** Input data follows **
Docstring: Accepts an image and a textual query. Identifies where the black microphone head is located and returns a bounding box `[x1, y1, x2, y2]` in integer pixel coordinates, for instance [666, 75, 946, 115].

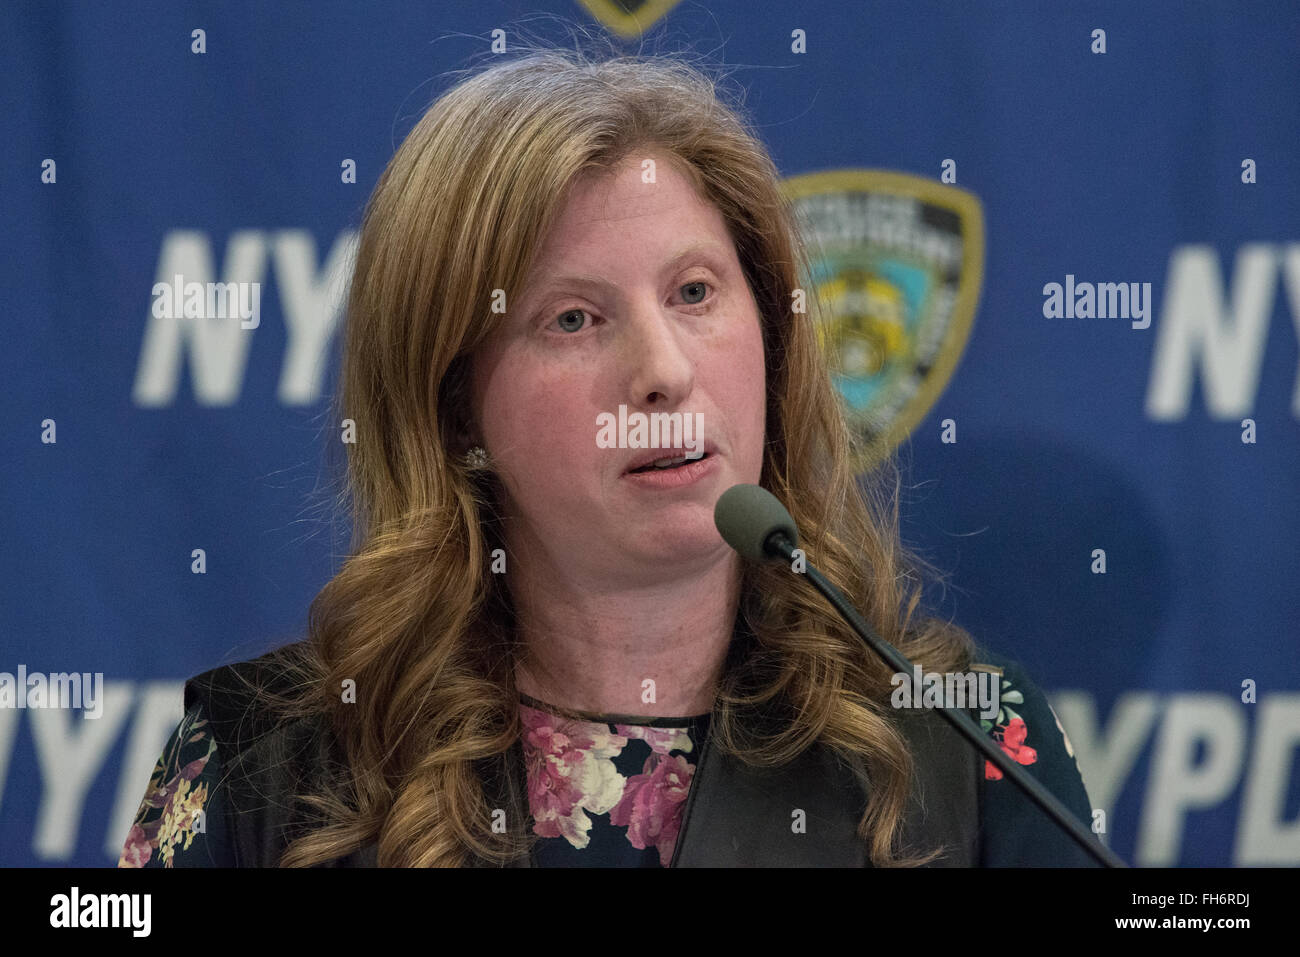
[714, 484, 799, 561]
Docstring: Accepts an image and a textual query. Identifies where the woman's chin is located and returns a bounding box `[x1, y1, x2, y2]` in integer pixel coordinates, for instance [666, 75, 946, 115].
[616, 520, 730, 566]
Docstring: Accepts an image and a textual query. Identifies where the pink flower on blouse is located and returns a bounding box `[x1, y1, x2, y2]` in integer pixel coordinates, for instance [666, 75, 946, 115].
[609, 753, 695, 865]
[119, 824, 152, 867]
[985, 716, 1038, 780]
[520, 704, 628, 848]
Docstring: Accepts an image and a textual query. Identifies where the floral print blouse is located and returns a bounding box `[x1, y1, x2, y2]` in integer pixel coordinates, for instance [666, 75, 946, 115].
[118, 655, 1093, 867]
[518, 693, 708, 866]
[118, 706, 228, 868]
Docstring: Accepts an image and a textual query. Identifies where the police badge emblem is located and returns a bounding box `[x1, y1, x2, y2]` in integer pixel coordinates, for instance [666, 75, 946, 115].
[783, 169, 985, 470]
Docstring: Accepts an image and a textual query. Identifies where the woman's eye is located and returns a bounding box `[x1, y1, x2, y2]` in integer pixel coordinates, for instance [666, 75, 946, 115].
[548, 283, 709, 332]
[681, 281, 709, 305]
[552, 308, 590, 333]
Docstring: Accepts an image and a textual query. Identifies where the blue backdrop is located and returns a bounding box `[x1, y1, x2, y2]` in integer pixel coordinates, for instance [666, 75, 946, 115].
[2, 0, 1297, 867]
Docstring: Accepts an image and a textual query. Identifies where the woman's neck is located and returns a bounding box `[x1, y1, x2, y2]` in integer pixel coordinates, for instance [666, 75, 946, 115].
[508, 547, 743, 718]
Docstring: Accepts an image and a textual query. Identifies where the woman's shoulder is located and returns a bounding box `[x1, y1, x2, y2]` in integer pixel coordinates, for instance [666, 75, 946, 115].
[118, 701, 232, 867]
[966, 646, 1081, 768]
[182, 639, 322, 758]
[118, 641, 339, 868]
[181, 641, 337, 824]
[966, 645, 1101, 865]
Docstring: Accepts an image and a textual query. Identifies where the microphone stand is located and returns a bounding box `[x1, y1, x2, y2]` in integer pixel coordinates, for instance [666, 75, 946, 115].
[764, 531, 1127, 868]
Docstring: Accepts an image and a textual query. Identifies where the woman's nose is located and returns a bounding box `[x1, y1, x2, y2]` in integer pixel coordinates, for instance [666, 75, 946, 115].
[622, 301, 695, 406]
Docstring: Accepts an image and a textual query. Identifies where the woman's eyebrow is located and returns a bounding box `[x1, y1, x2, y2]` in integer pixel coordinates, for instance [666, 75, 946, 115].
[530, 240, 728, 297]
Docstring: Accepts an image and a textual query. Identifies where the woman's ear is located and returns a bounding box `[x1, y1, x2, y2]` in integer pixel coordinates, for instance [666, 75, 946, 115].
[447, 410, 478, 455]
[443, 355, 481, 453]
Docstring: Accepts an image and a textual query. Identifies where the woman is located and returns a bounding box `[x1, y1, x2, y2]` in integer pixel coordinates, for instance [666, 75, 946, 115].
[118, 48, 1099, 868]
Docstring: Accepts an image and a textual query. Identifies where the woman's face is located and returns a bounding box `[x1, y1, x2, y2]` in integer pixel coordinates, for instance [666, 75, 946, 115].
[470, 150, 767, 582]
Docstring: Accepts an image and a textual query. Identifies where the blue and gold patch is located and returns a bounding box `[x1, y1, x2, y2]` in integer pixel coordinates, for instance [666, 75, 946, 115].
[783, 170, 985, 470]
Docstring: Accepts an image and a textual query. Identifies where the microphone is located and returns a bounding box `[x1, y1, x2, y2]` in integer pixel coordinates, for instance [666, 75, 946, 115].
[714, 483, 1126, 868]
[713, 483, 799, 562]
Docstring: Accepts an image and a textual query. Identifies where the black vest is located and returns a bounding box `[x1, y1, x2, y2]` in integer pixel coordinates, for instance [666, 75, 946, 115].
[184, 648, 981, 867]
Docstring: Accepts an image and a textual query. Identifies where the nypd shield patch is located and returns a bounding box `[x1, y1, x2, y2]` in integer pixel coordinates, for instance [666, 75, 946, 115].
[783, 169, 985, 470]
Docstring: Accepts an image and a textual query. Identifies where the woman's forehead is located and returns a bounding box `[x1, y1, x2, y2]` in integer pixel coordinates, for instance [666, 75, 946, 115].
[526, 179, 733, 279]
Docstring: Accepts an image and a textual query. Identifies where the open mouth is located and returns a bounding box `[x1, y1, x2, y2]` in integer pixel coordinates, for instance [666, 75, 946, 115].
[628, 451, 710, 474]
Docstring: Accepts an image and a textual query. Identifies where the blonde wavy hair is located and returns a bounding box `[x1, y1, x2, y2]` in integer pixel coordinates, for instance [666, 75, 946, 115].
[256, 45, 975, 867]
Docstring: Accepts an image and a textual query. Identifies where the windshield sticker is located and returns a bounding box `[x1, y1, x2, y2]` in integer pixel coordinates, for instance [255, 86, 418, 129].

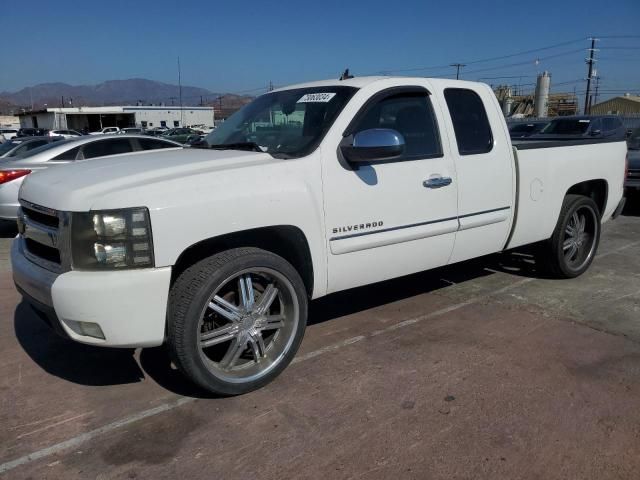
[297, 93, 337, 103]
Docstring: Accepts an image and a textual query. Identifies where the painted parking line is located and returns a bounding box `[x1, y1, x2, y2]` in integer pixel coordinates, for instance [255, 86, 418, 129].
[1, 240, 638, 475]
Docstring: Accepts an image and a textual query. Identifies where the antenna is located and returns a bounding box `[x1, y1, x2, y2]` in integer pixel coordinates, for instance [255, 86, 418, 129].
[339, 69, 354, 80]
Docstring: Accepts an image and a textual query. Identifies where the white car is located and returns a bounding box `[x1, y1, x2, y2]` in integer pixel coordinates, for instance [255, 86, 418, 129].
[89, 127, 120, 135]
[0, 128, 18, 140]
[12, 76, 627, 395]
[48, 129, 82, 139]
[117, 128, 145, 135]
** End of Input data **
## How to complete this task
For this exercise, transcribe the entries verbatim and skip all pictures.

## Expected answer
Docstring: Accepts an image and a textual query. Identifies where the black microphone head is located and returns a bounding box `[x1, y1, x2, y2]` in integer pixel coordinates, for instance [666, 75, 946, 115].

[714, 484, 799, 561]
Docstring: Accepts an image and a textual query. Identifies where the woman's chin is located and returns a bounding box `[x1, y1, x2, y2]` in integer pixel coordinates, for instance [666, 75, 946, 115].
[616, 520, 730, 566]
Docstring: Accepts an image and a textual query. Identifies where the pink flower on blouse is located and returns a bounding box `[x1, y1, x2, y2]` in integer pixel coordinates, for instance [666, 75, 946, 115].
[609, 753, 695, 865]
[119, 824, 152, 867]
[985, 716, 1038, 780]
[520, 704, 628, 848]
Docstring: Accepts an image and a textual query. Identifies where the floral print blouse is located and returns a bounding box `[x1, y1, x2, y2]` in integer pixel coordinates, for instance [666, 75, 946, 115].
[118, 655, 1093, 867]
[518, 693, 708, 866]
[118, 706, 228, 868]
Docstring: Accepts an image and a textual query. Identifies where the police badge emblem is located and returns a bounding box `[x1, y1, x2, y2]` in integer pixel coordinates, for instance [666, 75, 946, 115].
[783, 169, 985, 470]
Docstring: Accepts an image and a textual query. Identifies where the woman's eye is located and returns a bounding box `[x1, y1, x2, y2]` in integer pixel coordinates, for instance [666, 75, 946, 115].
[548, 283, 709, 332]
[681, 281, 709, 305]
[552, 308, 590, 333]
Docstring: Accepts an image and a textual query. Identifies where the blue backdrop is located and returns a bounding box `[x1, y1, x2, y2]` in integer pixel coordinates, for instance [666, 75, 946, 115].
[2, 0, 1297, 867]
Docstring: Accepts an image and a textual query. Identifies where the woman's neck is located and returns a bounding box `[x1, y1, x2, y2]` in integer pixel coordinates, for instance [666, 75, 946, 115].
[508, 547, 743, 718]
Docstring: Accepts an image and a textual query. Identifies where the woman's shoulder is located and returns a bounding box `[x1, y1, x2, y2]` in integer pixel coordinates, for instance [666, 75, 946, 115].
[118, 701, 232, 867]
[966, 646, 1081, 768]
[182, 639, 322, 758]
[118, 641, 339, 868]
[181, 641, 337, 824]
[966, 645, 1101, 865]
Docstring: Accepts an image and a textual query. Identifies where the microphone stand is located and returns a bounding box `[x1, y1, x2, y2]` in integer pixel coordinates, for instance [666, 75, 946, 115].
[764, 531, 1127, 868]
Docstring: Accepts an image and a textual query. Identifies where the woman's nose is located and returns a bounding box `[x1, y1, x2, y2]` in integer pixel coordinates, for instance [666, 75, 946, 115].
[622, 301, 695, 406]
Docstring: Accepts an image and a textual query. Identifies where the woman's eyebrow is located and returns a bounding box `[x1, y1, x2, y2]` in integer pixel coordinates, for instance [666, 75, 946, 115].
[530, 240, 728, 297]
Docstring: Accepts an image and a textual query. Identifies where the woman's ear is located and returns a bounding box `[x1, y1, x2, y2]` in integer pixel coordinates, for instance [666, 75, 946, 115].
[447, 410, 478, 455]
[443, 355, 481, 453]
Docstring: Accepts an image and a textual query. Identifies where the woman is located and returns a bounding box `[x1, y1, x2, y2]` in integer pixel coordinates, for instance [666, 75, 946, 115].
[118, 48, 1099, 868]
Docstring: Accepts an image and a textual query. Identifies where the woman's face is located and returns a bounding box `[x1, y1, x2, y2]` in integer pixel coordinates, for instance [666, 75, 946, 115].
[470, 150, 767, 582]
Docstring: Accepts an image and a textual query. Identifies where the blue and gold patch is located and returns a bounding box `[x1, y1, x2, y2]` in integer pixel coordinates, for instance [666, 75, 946, 115].
[783, 170, 985, 470]
Docstring: Accepts an image and a textual query. Identifies where the microphone is located and returns a bounding box `[x1, y1, x2, y2]` in integer pixel coordinates, for instance [666, 75, 946, 115].
[714, 483, 1126, 868]
[713, 483, 799, 562]
Docstring: Accepts an image and a textual query. Identifies where the black vest is located and returns a bounding box `[x1, y1, x2, y2]` in integer pixel coordinates, for instance [666, 75, 946, 115].
[184, 648, 981, 867]
Docstring: Accepts an image and a textual query. Identifies where the nypd shield patch is located and returns a bounding box `[x1, y1, x2, y2]` in integer pixel coordinates, for instance [666, 75, 946, 115].
[783, 169, 985, 470]
Docstring: Accepts an image and a textual query. Identifies where the woman's forehead is located and returns a bounding box `[x1, y1, x2, y2]` in integer pixel coordinates, for instance [666, 75, 946, 115].
[526, 179, 733, 279]
Docstring: Accepts an image and a textual query. Identifies where the open mouth is located and returns a bounding box `[x1, y1, x2, y2]` in integer pixel coordinates, for instance [666, 75, 946, 115].
[628, 451, 710, 474]
Docstring: Accepts an image and a textual query. Identifies where the blonde wavy hair is located and returns a bounding box `[x1, y1, x2, y2]` in integer pixel coordinates, for instance [666, 75, 946, 115].
[256, 45, 975, 867]
Docstring: Accepts an image and a textual query. Identifies where the windshield sticker is located and returns a bounding box `[x1, y1, x2, y2]` in integer pixel coordinates, for instance [255, 86, 418, 129].

[297, 93, 337, 103]
Docstring: Accepts an image and a textual query. Identifies where the painted parking line is located and returns a bounding box `[x1, y1, x2, y2]` in integer pixel coordinates, for instance [255, 86, 418, 129].
[1, 240, 638, 475]
Docstring: Accepts an image and a textual query. Identifies where the antenna is located and returns a bounding box `[x1, y1, x2, y2]` in integer pixel coordinates, for instance [255, 86, 418, 129].
[339, 69, 354, 80]
Docstring: Accepts an image and a textual query. Identifies where the white car is located and returns a bounding box `[x1, y1, x2, y2]` in integer pixel coordinates, for instance [255, 86, 418, 129].
[89, 127, 120, 135]
[0, 128, 18, 140]
[12, 76, 627, 395]
[48, 129, 82, 139]
[117, 128, 145, 135]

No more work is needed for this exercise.